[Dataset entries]

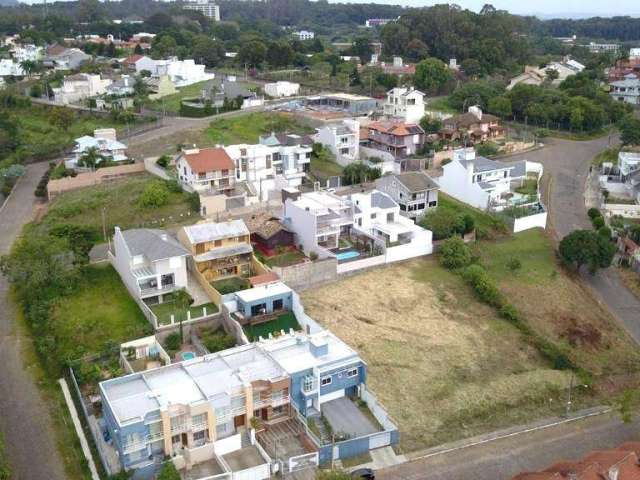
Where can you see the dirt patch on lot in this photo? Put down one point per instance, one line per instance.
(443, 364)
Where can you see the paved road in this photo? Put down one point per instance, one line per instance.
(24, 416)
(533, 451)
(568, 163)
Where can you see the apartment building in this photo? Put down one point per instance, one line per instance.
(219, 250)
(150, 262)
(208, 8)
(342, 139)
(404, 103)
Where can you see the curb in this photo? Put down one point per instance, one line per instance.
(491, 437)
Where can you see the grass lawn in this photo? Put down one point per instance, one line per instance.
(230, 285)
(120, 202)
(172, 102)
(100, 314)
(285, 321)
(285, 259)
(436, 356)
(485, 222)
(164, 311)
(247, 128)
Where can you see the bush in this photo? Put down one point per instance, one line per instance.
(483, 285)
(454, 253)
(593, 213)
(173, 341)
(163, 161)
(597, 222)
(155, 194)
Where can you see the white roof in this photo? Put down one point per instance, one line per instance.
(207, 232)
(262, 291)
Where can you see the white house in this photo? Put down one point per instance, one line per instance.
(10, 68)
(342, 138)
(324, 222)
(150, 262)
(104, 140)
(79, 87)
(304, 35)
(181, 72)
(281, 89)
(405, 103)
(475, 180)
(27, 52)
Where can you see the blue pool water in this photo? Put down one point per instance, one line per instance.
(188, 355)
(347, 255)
==
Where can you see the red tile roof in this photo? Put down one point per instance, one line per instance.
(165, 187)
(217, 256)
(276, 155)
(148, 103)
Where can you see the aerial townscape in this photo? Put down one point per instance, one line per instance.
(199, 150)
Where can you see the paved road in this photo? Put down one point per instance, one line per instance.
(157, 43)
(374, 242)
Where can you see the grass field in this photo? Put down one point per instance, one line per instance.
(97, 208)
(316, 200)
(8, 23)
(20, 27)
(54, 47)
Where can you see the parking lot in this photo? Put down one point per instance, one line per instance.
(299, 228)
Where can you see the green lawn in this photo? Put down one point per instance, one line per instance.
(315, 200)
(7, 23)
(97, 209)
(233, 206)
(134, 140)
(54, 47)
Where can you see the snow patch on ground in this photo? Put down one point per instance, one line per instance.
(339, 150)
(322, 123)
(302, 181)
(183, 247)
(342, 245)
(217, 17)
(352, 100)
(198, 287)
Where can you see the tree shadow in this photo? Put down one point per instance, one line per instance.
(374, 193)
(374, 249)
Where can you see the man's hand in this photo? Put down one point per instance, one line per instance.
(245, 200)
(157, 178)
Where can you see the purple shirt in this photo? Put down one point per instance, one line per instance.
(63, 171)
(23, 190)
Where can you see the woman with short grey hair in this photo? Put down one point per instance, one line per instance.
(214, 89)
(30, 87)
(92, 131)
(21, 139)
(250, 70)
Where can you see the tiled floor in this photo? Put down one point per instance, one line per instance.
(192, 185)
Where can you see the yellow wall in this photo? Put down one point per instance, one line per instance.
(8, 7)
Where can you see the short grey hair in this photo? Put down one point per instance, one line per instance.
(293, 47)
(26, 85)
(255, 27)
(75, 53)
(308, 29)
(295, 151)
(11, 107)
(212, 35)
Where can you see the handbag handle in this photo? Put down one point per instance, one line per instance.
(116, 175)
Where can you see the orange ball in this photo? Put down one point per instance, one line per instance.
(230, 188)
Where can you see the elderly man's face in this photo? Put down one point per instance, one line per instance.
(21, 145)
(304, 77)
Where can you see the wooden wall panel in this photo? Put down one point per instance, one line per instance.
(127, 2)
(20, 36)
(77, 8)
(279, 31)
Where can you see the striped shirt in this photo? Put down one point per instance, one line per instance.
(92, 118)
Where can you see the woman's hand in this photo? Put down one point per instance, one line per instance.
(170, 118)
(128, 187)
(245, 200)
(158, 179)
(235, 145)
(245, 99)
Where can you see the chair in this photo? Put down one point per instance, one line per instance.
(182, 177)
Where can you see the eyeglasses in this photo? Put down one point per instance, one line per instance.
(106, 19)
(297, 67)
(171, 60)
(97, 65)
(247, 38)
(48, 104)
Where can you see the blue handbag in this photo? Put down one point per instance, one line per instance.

- _TASK DESCRIPTION_:
Please make an exact copy of the lines above from the line with "Where can you see the handbag" through the line with "Where can you see the blue handbag", both ends included.

- _EXERCISE ANSWER_:
Where can you see the handbag handle in this photo? Put down one point per instance, one line per instance.
(116, 175)
Where can you see the orange ball in this photo? Put down one point per instance, one line per instance.
(230, 188)
Where can you see the elderly man's face in this photo? Put down one point per instance, one line per instance.
(21, 145)
(304, 77)
Where can you see the wooden wall panel in this photo? Put down one point per instance, one line per instance.
(127, 2)
(20, 36)
(77, 8)
(279, 31)
Where can you see the striped shirt in this photo? Put down one point per instance, one line per instance.
(92, 118)
Where can you see the woman's hand in this photo? Put down one point per instance, one line per instance.
(170, 118)
(128, 187)
(245, 200)
(158, 179)
(235, 145)
(245, 99)
Where can you see the chair in this photo? Put down one point per instance, one line per instance.
(182, 177)
Where can you see the eyeglasses in this photo? Put down one point per instance, one line per instance.
(106, 19)
(297, 67)
(171, 60)
(97, 65)
(247, 38)
(48, 104)
Where can you see the blue handbag in this photo? Put down one point per instance, one line per instance.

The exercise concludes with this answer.